Beginning at the line that contains "barn? Mark that spot.", repeat each line exactly through the last one of the records below, and leave out the pictures.

━━━━━━━━━━━━━━━━

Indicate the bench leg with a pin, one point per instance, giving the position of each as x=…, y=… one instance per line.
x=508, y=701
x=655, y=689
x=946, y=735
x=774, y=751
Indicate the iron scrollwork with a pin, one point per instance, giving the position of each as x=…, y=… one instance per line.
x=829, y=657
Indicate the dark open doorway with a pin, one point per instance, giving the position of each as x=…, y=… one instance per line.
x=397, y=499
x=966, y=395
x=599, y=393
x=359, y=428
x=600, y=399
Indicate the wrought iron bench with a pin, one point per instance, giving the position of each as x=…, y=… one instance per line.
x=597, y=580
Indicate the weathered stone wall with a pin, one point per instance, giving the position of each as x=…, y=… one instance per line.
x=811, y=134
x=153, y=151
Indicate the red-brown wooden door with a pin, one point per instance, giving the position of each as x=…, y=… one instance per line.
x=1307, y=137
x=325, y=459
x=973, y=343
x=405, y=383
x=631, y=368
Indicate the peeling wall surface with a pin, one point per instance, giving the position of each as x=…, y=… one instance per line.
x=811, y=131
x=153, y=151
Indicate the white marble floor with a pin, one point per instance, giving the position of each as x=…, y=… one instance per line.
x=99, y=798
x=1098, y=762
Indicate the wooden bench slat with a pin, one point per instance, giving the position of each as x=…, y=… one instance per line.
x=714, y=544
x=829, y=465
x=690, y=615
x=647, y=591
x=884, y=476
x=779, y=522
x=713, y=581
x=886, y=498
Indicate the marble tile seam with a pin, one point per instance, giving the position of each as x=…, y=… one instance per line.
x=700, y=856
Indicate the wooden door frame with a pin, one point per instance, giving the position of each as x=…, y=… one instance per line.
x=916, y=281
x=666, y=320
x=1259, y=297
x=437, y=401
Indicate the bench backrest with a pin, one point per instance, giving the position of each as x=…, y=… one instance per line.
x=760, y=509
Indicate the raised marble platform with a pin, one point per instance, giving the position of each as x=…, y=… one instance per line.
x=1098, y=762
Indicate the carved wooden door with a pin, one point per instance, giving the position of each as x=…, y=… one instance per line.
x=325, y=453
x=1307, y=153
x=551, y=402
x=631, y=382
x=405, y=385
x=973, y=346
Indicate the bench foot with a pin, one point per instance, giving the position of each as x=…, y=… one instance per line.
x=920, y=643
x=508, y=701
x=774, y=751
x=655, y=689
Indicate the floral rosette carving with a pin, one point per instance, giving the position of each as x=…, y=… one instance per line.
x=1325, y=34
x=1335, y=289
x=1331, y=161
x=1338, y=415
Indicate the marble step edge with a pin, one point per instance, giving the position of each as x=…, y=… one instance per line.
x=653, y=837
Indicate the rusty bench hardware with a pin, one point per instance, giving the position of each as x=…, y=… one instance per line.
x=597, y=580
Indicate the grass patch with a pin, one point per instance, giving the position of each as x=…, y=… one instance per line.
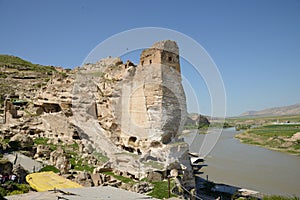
x=120, y=178
x=277, y=197
x=79, y=165
x=160, y=189
x=273, y=136
x=99, y=156
x=41, y=141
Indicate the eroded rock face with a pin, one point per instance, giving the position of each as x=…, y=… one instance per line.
x=140, y=109
x=59, y=159
x=131, y=113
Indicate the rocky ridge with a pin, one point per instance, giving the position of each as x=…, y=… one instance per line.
x=131, y=114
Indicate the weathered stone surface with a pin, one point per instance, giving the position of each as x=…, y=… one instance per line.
x=59, y=159
x=131, y=113
x=155, y=176
x=21, y=141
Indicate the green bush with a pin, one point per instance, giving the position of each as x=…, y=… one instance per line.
x=49, y=168
x=2, y=192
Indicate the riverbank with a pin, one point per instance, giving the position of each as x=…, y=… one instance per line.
x=279, y=137
x=247, y=166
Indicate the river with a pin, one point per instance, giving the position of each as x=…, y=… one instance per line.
x=248, y=166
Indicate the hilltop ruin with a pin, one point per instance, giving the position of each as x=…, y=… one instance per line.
x=132, y=114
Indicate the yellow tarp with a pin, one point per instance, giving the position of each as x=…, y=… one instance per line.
x=45, y=181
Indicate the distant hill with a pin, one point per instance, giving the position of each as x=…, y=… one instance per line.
x=285, y=110
x=21, y=77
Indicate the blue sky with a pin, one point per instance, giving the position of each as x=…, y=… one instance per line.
x=255, y=44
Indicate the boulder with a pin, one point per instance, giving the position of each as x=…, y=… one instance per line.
x=155, y=176
x=20, y=141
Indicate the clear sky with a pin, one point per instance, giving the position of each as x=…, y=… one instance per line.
x=254, y=43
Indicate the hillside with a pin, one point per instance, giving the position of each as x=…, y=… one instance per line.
x=277, y=111
x=18, y=76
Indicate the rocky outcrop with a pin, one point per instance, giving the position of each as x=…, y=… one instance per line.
x=131, y=113
x=59, y=159
x=140, y=109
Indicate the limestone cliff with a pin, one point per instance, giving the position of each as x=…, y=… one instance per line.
x=141, y=110
x=131, y=113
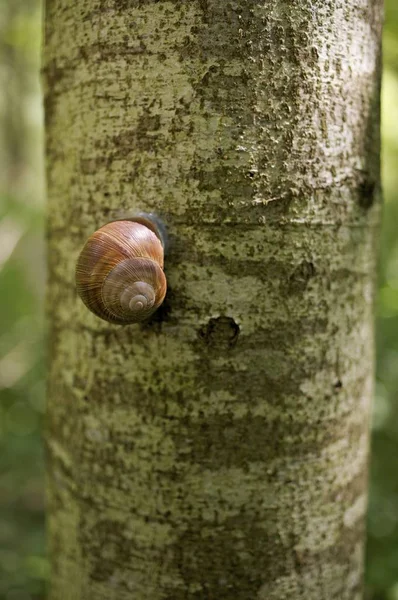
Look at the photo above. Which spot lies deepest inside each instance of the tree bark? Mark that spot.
(219, 451)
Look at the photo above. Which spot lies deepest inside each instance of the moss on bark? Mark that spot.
(219, 451)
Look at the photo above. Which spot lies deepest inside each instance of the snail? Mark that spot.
(119, 273)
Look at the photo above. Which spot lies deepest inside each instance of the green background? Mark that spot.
(23, 566)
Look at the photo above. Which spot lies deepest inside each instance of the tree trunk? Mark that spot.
(219, 451)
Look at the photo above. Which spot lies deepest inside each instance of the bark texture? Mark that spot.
(220, 451)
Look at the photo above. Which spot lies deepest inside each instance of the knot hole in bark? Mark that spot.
(300, 277)
(220, 332)
(367, 193)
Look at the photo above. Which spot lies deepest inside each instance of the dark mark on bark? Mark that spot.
(221, 332)
(300, 277)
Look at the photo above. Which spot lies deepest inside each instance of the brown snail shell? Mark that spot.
(119, 273)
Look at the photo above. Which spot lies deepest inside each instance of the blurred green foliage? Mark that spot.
(23, 566)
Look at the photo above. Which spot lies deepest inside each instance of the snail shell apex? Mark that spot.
(119, 273)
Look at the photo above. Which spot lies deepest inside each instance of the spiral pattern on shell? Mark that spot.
(119, 273)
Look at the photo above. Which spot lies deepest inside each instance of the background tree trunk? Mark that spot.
(220, 451)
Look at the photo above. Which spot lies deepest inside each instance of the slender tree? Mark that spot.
(220, 450)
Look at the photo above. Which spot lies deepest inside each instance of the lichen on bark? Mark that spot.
(220, 450)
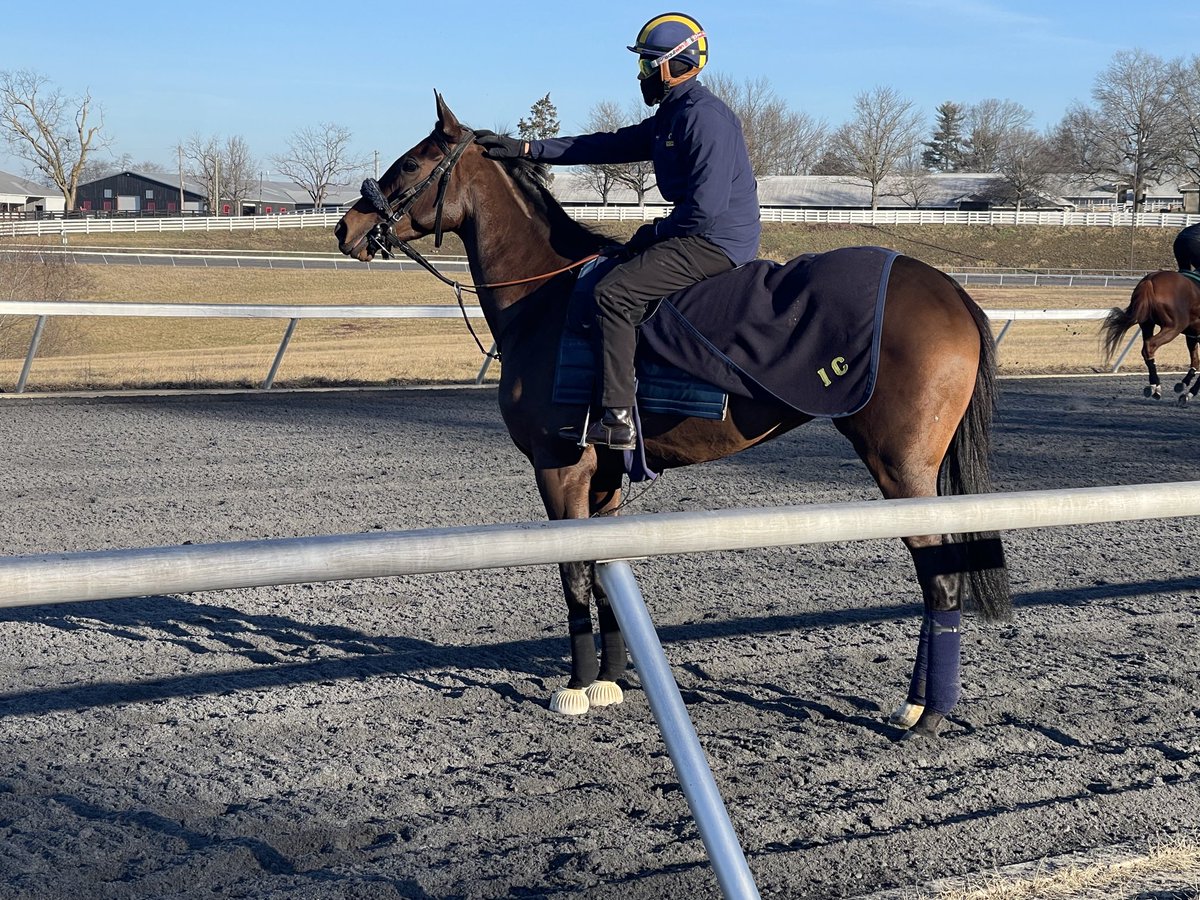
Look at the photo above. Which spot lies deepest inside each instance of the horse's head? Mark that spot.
(413, 198)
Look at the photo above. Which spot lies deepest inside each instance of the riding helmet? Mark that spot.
(670, 36)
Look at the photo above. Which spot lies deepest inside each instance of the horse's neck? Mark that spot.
(509, 239)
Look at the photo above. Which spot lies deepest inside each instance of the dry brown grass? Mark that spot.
(1171, 870)
(108, 353)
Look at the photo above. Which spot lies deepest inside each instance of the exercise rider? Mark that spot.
(702, 168)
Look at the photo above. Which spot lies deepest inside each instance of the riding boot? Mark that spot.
(615, 430)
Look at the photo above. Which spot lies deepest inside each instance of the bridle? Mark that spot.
(382, 239)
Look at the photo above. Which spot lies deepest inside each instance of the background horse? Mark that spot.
(1169, 301)
(924, 431)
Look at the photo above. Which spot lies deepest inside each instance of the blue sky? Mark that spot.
(264, 70)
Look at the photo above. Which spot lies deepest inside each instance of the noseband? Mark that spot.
(382, 238)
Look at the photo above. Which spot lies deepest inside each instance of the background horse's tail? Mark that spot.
(1120, 321)
(965, 469)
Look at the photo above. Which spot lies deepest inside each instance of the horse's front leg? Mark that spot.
(567, 493)
(935, 684)
(613, 658)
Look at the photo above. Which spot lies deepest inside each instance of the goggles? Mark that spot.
(648, 65)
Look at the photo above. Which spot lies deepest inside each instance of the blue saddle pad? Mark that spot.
(661, 388)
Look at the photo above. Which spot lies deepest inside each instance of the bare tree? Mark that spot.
(780, 141)
(989, 126)
(203, 156)
(885, 132)
(1131, 133)
(226, 171)
(601, 178)
(1187, 93)
(239, 172)
(1025, 168)
(319, 157)
(912, 183)
(49, 130)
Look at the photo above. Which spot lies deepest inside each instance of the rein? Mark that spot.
(383, 239)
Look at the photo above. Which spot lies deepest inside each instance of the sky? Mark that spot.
(264, 70)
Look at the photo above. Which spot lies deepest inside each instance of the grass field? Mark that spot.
(106, 353)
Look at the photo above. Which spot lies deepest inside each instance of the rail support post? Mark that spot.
(279, 354)
(33, 351)
(1125, 352)
(679, 735)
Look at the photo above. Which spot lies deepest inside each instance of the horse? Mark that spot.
(924, 431)
(1169, 301)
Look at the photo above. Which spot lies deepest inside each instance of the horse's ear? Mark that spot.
(448, 123)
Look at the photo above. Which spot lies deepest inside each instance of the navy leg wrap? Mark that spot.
(921, 670)
(945, 651)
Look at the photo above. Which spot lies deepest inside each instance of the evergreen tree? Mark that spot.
(945, 151)
(543, 121)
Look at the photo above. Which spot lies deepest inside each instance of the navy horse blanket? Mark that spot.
(805, 333)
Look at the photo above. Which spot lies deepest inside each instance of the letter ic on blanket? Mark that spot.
(839, 369)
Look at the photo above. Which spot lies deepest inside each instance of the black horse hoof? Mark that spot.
(918, 736)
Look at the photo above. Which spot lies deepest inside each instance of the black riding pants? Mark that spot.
(1187, 249)
(624, 293)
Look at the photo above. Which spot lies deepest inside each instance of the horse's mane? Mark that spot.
(533, 178)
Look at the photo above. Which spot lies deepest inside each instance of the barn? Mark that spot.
(135, 192)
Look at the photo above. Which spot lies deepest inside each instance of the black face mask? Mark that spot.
(653, 90)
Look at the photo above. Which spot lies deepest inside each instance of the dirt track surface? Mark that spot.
(390, 738)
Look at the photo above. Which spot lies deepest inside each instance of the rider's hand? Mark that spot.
(642, 238)
(501, 147)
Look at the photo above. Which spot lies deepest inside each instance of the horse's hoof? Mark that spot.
(905, 715)
(604, 694)
(569, 701)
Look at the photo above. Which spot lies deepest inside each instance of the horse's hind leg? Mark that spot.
(1193, 364)
(1149, 347)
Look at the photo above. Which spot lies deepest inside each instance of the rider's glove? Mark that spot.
(501, 147)
(642, 238)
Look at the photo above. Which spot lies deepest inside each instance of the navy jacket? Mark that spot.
(700, 160)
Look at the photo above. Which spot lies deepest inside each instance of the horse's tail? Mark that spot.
(966, 469)
(1120, 321)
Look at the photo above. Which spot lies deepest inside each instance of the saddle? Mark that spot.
(803, 333)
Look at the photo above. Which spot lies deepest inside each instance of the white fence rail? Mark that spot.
(59, 227)
(66, 577)
(45, 309)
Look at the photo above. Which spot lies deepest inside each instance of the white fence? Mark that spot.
(66, 577)
(61, 227)
(45, 309)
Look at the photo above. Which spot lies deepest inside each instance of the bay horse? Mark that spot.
(1170, 303)
(927, 426)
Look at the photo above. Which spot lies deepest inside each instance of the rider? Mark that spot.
(1187, 249)
(702, 167)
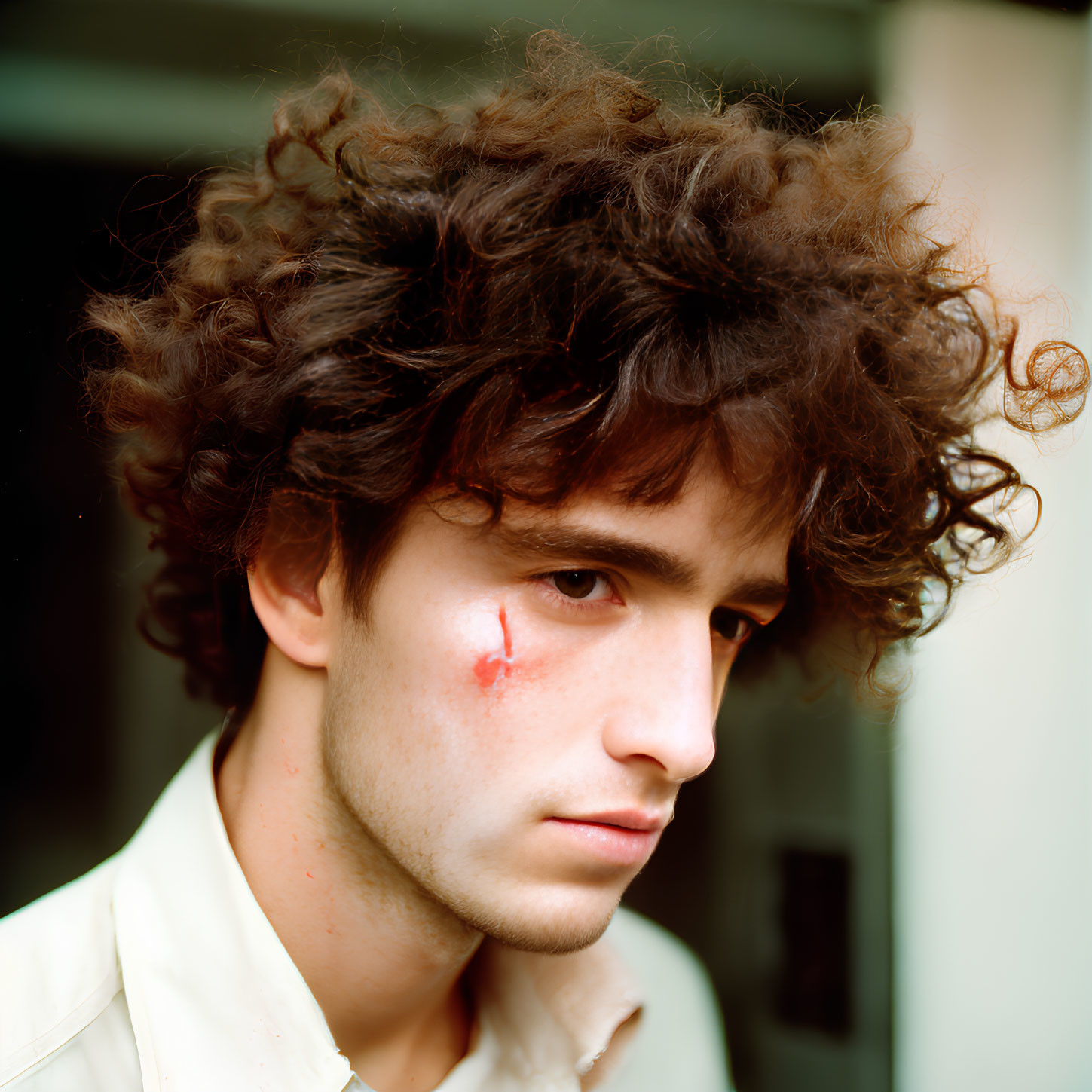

━━━━━━━━━━━━━━━━

Solution →
Look at the photo above. Which spot lies deepest inside each instance of the barn? Mark that spot.
(135, 192)
Look at the photo above. Which spot lies deepest inside each instance of the black face mask? Mark that spot.
(653, 90)
Look at the photo above. Which spot lies deepest inside each instance of the dirt track surface? Mark that spot.
(390, 738)
Look at the photo above. Which spot lies deepest inside each instance of the rider's hand? Mark that spot.
(642, 238)
(501, 147)
Look at the photo above. Which spot lies deepest inside each instance of the horse's hoof? Mark that spot.
(905, 715)
(604, 694)
(569, 701)
Look at the photo above. Which spot lies deepest inside each instance of the horse's hind leg? Mark that spot.
(1193, 364)
(1149, 347)
Look at the photo above. Which spot lies deepest inside each instance of the rider's glove? Mark that spot.
(501, 147)
(642, 238)
Look at the photo above. Which spot lies deepest inside each instance of the navy jacket? Mark that spot.
(700, 160)
Look at the photo above. Which spot lies deepest inside each instance of the horse's tail? Mark that spot.
(966, 469)
(1120, 321)
Look at the photo above. Which spot lies deepest inside each instance of the saddle? Mark that spot.
(803, 333)
Look at the photo above. Which spot lies deepest inside each instance of the white fence rail? Mark that spot.
(59, 227)
(66, 577)
(45, 309)
Look at the photo above. Which spot lies deepest inside each instance of the white fence? Mark that spot.
(66, 577)
(61, 227)
(45, 309)
Look at the photo above. Which spot lies deepest inside each instance of the bay horse? Mark that spot.
(1170, 303)
(927, 426)
Look at the photo above. Which spot lies deepest inside each instance of the rider? Mark that spot.
(1187, 249)
(702, 167)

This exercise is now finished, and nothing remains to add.